**PROBLEM TO WORK ON**
Copy every entry exactly as given, minus the images.

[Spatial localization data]
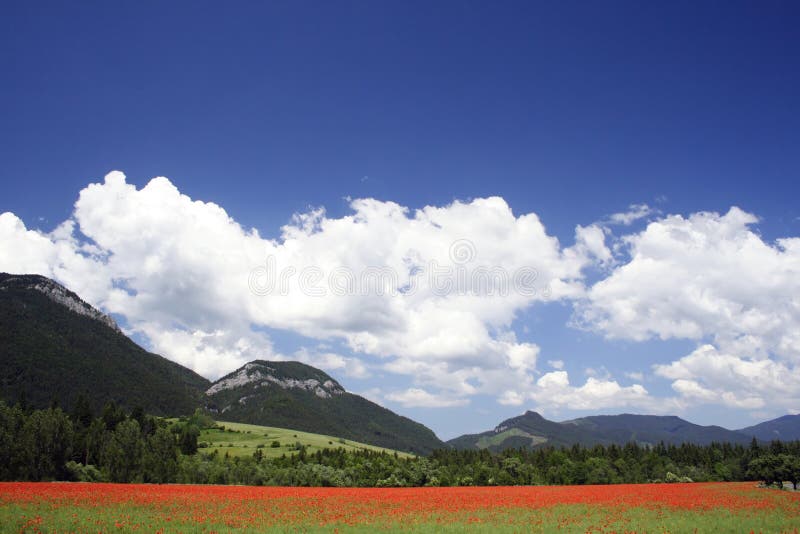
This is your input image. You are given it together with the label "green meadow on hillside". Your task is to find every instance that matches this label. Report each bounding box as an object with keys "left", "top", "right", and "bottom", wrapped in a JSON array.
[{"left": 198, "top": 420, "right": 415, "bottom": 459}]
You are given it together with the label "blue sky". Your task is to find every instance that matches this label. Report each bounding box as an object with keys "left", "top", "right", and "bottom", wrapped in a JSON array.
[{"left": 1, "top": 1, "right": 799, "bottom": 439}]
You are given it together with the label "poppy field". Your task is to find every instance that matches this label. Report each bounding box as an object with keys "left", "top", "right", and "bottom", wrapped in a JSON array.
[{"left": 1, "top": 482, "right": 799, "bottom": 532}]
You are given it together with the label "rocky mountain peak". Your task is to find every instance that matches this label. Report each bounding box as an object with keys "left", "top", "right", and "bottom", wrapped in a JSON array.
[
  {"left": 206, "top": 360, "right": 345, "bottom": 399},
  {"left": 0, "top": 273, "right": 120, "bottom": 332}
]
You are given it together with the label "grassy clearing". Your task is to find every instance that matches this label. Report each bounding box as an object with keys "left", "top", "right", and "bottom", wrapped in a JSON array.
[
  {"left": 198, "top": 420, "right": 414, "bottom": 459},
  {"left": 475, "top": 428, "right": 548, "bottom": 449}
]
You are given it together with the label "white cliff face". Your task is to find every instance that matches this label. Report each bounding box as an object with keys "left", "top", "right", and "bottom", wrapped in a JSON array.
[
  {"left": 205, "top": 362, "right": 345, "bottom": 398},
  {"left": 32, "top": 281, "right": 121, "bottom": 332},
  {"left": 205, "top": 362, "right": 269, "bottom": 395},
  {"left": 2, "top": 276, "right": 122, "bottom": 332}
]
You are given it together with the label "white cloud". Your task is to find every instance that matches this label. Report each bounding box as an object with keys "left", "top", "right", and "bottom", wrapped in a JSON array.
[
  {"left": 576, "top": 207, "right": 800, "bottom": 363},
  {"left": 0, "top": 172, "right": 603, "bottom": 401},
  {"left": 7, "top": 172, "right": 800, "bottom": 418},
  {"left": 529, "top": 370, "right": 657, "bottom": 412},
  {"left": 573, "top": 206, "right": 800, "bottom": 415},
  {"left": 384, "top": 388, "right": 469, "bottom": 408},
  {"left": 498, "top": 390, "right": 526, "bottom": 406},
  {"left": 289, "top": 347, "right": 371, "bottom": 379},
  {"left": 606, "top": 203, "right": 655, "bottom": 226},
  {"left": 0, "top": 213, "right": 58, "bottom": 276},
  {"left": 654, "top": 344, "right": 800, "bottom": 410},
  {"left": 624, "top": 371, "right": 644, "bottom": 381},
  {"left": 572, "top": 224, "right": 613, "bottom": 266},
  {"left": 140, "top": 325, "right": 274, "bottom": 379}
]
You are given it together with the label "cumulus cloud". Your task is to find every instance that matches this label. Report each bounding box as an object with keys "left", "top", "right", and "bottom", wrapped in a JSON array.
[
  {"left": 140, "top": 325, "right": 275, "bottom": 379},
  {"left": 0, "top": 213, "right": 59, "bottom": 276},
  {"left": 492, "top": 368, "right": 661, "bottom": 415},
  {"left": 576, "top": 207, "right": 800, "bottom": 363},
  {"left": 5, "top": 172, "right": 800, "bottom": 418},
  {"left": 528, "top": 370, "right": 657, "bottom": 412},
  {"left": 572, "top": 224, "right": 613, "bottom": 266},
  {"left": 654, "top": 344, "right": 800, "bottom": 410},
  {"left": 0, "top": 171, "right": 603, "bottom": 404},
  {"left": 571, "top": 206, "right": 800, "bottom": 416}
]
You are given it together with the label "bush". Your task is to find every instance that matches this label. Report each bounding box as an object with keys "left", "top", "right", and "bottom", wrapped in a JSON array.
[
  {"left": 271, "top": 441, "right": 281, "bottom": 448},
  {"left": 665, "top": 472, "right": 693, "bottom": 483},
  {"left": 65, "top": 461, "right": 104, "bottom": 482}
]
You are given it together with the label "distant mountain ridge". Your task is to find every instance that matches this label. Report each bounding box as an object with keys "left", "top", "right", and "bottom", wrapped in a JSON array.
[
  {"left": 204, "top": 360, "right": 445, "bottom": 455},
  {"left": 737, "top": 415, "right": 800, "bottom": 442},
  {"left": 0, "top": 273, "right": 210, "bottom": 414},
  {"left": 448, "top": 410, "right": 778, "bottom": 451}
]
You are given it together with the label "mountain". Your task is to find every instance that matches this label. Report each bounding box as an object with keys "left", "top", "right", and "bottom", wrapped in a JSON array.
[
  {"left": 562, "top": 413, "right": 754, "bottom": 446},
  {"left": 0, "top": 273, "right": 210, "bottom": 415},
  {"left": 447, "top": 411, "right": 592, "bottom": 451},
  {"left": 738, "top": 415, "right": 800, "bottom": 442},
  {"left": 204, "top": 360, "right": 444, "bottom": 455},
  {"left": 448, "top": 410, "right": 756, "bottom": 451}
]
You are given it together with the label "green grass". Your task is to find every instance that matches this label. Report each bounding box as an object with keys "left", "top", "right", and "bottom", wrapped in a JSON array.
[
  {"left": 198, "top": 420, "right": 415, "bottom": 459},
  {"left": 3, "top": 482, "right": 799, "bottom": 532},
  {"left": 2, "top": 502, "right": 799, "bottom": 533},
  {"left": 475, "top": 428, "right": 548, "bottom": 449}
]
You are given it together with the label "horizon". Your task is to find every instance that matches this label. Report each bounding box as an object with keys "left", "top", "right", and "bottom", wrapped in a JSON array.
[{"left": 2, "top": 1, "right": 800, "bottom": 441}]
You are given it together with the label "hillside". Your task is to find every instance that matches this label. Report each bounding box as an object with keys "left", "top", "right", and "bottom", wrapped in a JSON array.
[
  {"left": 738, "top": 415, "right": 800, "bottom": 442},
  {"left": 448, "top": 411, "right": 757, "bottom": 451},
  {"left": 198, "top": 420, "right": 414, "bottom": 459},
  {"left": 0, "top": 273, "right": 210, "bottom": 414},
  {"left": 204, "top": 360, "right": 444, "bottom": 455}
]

**COMPLETED TASK**
This is your input image. You are given it together with the label "green meadow on hillside". Your task is to find every instance that matches this label. Report each bounding box as an object with keys "left", "top", "right", and "bottom", wrapped in a JSON array.
[{"left": 198, "top": 420, "right": 415, "bottom": 459}]
You are given it together with the label "blue sky". Your task is to find every instance that matches this label. Report each bounding box as an object with keys "left", "top", "right", and "bottom", wrapped in a JSON array.
[{"left": 1, "top": 1, "right": 799, "bottom": 439}]
You are given it together with the label "poppy field". Your task is to find every instance that matches this label. Report each bounding box as an object with keys "left", "top", "right", and "bottom", wrapped in a JSON array.
[{"left": 1, "top": 482, "right": 799, "bottom": 532}]
You are given it together with the label "rocky mountain peak". Your task is to find every instance that matches this label. Report each bounding box as an object with keys "left", "top", "right", and "bottom", wrapped in a JSON array.
[
  {"left": 206, "top": 360, "right": 345, "bottom": 399},
  {"left": 0, "top": 273, "right": 120, "bottom": 332}
]
You are given it together with the label "grassy clearing". Your task is to find every instance that matches this label. Report each bounding box as an object with keys "left", "top", "right", and "bottom", wrapped in a JSON array.
[
  {"left": 198, "top": 420, "right": 414, "bottom": 459},
  {"left": 475, "top": 428, "right": 548, "bottom": 449}
]
You are given it together with the label "white cliff face". Your task is to find every instance that matches this label. Report each bounding box as an object with keys "left", "top", "right", and "bottom", wrapped in a JSON array.
[
  {"left": 205, "top": 362, "right": 345, "bottom": 398},
  {"left": 32, "top": 281, "right": 121, "bottom": 332},
  {"left": 205, "top": 362, "right": 269, "bottom": 395},
  {"left": 2, "top": 276, "right": 122, "bottom": 332}
]
You are given it together with the label "white cloud". Your task is to find every instance that matches this label. Report each bounding box as an object with keys "left", "top", "right", and "bottom", wrapped in a JSON array.
[
  {"left": 576, "top": 207, "right": 800, "bottom": 363},
  {"left": 0, "top": 172, "right": 603, "bottom": 401},
  {"left": 7, "top": 172, "right": 800, "bottom": 418},
  {"left": 529, "top": 370, "right": 657, "bottom": 412},
  {"left": 573, "top": 206, "right": 800, "bottom": 415},
  {"left": 384, "top": 388, "right": 469, "bottom": 408},
  {"left": 498, "top": 390, "right": 526, "bottom": 406},
  {"left": 289, "top": 347, "right": 371, "bottom": 379},
  {"left": 606, "top": 203, "right": 655, "bottom": 226},
  {"left": 0, "top": 213, "right": 58, "bottom": 276},
  {"left": 654, "top": 344, "right": 800, "bottom": 410},
  {"left": 624, "top": 371, "right": 644, "bottom": 381},
  {"left": 572, "top": 224, "right": 613, "bottom": 266},
  {"left": 140, "top": 325, "right": 274, "bottom": 379}
]
You are given it together with the label "cumulus cloud". Your task is to find every instance that matches this label. Report each bounding box as an object with keys "left", "top", "right", and "bottom", wrapped in a JSON array.
[
  {"left": 140, "top": 325, "right": 275, "bottom": 379},
  {"left": 0, "top": 213, "right": 59, "bottom": 276},
  {"left": 492, "top": 368, "right": 661, "bottom": 415},
  {"left": 576, "top": 207, "right": 800, "bottom": 363},
  {"left": 5, "top": 172, "right": 800, "bottom": 418},
  {"left": 528, "top": 370, "right": 657, "bottom": 412},
  {"left": 572, "top": 224, "right": 613, "bottom": 266},
  {"left": 654, "top": 344, "right": 800, "bottom": 410},
  {"left": 0, "top": 171, "right": 603, "bottom": 404},
  {"left": 571, "top": 206, "right": 800, "bottom": 416}
]
You are given it together with the label "bush". Your task is to find every instance that matches this label. Report each bounding box as an object with keys "left", "top", "right", and "bottom", wrapped in a JSON array.
[
  {"left": 271, "top": 441, "right": 281, "bottom": 448},
  {"left": 665, "top": 472, "right": 693, "bottom": 483},
  {"left": 65, "top": 461, "right": 104, "bottom": 482}
]
You are given it together with the label "distant mountain ridge". Your task is to find every instance that matches this label. Report each bounding box as an object with keys "left", "top", "right", and "bottom", wrapped in a JSON array.
[
  {"left": 204, "top": 360, "right": 445, "bottom": 455},
  {"left": 737, "top": 415, "right": 800, "bottom": 442},
  {"left": 0, "top": 273, "right": 210, "bottom": 414},
  {"left": 448, "top": 410, "right": 778, "bottom": 451}
]
You are given it together with the label "mountain". Your task is to find every instance that matches this label. Report each bounding box as an object with keys "left", "top", "right", and "bottom", wrapped in a JSON array.
[
  {"left": 562, "top": 413, "right": 754, "bottom": 446},
  {"left": 0, "top": 273, "right": 210, "bottom": 415},
  {"left": 447, "top": 411, "right": 592, "bottom": 451},
  {"left": 738, "top": 415, "right": 800, "bottom": 442},
  {"left": 204, "top": 360, "right": 444, "bottom": 455},
  {"left": 448, "top": 410, "right": 756, "bottom": 451}
]
You are given it together with the label "green grass". Your task is to find every instance that matches this label. Report each bounding box as an object with keys "left", "top", "right", and "bottom", wrapped in a JSON array.
[
  {"left": 198, "top": 420, "right": 415, "bottom": 459},
  {"left": 3, "top": 482, "right": 799, "bottom": 532},
  {"left": 2, "top": 502, "right": 799, "bottom": 533},
  {"left": 475, "top": 428, "right": 548, "bottom": 449}
]
You are given it together with the label "horizon". Your task is to find every instance that matches this label. Report each bounding box as an object with keys "left", "top", "right", and "bottom", wrapped in a JSON array.
[{"left": 2, "top": 1, "right": 800, "bottom": 441}]
You are given it together with the label "hillside". Your task is to find every instance that matches this label. Report each bounding box as an object with keys "left", "top", "right", and "bottom", wrapped in a JSON array.
[
  {"left": 738, "top": 415, "right": 800, "bottom": 442},
  {"left": 448, "top": 411, "right": 757, "bottom": 451},
  {"left": 198, "top": 420, "right": 414, "bottom": 459},
  {"left": 0, "top": 273, "right": 210, "bottom": 414},
  {"left": 204, "top": 360, "right": 444, "bottom": 455}
]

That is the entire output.